- Task description: Copy the listing below from the line containing "of the windshield" through the end of the listing, inclusive. Reproduce only those lines, requests included, and multiply each answer coordinate by 0.25, rounding to whole numbers with halves going up.

- Provided data:
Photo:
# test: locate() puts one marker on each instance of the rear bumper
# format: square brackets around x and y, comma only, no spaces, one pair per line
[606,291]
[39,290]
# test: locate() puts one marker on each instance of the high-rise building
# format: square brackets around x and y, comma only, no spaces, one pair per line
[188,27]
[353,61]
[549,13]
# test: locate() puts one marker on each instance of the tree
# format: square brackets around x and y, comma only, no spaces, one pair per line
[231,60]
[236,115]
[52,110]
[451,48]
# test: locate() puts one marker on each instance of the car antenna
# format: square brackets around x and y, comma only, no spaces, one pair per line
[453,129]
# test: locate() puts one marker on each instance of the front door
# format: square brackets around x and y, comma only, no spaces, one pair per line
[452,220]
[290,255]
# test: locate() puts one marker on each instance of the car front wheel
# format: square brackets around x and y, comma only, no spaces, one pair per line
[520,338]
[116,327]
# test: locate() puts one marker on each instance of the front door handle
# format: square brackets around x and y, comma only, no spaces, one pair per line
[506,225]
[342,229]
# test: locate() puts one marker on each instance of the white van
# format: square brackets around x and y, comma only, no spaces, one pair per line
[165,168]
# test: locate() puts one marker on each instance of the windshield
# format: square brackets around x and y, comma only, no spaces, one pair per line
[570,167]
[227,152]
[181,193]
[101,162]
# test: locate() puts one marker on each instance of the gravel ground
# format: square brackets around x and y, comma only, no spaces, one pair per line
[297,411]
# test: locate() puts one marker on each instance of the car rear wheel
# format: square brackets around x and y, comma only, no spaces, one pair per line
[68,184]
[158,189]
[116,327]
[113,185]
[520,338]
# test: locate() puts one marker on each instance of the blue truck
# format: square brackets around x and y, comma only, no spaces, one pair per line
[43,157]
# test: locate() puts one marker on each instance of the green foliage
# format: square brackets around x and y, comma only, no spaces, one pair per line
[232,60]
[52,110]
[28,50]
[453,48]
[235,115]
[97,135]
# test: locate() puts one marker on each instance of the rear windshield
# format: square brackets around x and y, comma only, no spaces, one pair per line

- Full answer:
# test: locate() puts one marker on each instance of the windshield
# format: square brackets around x and y, comma only, no spaces, one pair per line
[143,42]
[57,38]
[45,48]
[25,41]
# test: locate() puts one marker on each instance of the gravel ground
# format: square brackets around x and y, comma only, no spaces, one pair per line
[74,103]
# test: locate() puts one marker on each instance of the car rear wheel
# format: square brackets around x and y, comma only, no spaces, one pair per line
[17,46]
[40,47]
[29,82]
[28,46]
[130,85]
# test: locate() puts one marker on each instance of the blue truck
# format: square brackets around x and y, comma only, no spaces, one pair per line
[11,39]
# test: locate() puts one marker on each instance of the green foliage
# format: square brackets around x and y, comma only, no spaces, one pair per line
[58,15]
[13,28]
[7,13]
[113,12]
[59,29]
[24,34]
# test: locate() puts one marker on each instance of the rear windshield
# format: square brackets around x and y, comma only, no spaces, one pair per line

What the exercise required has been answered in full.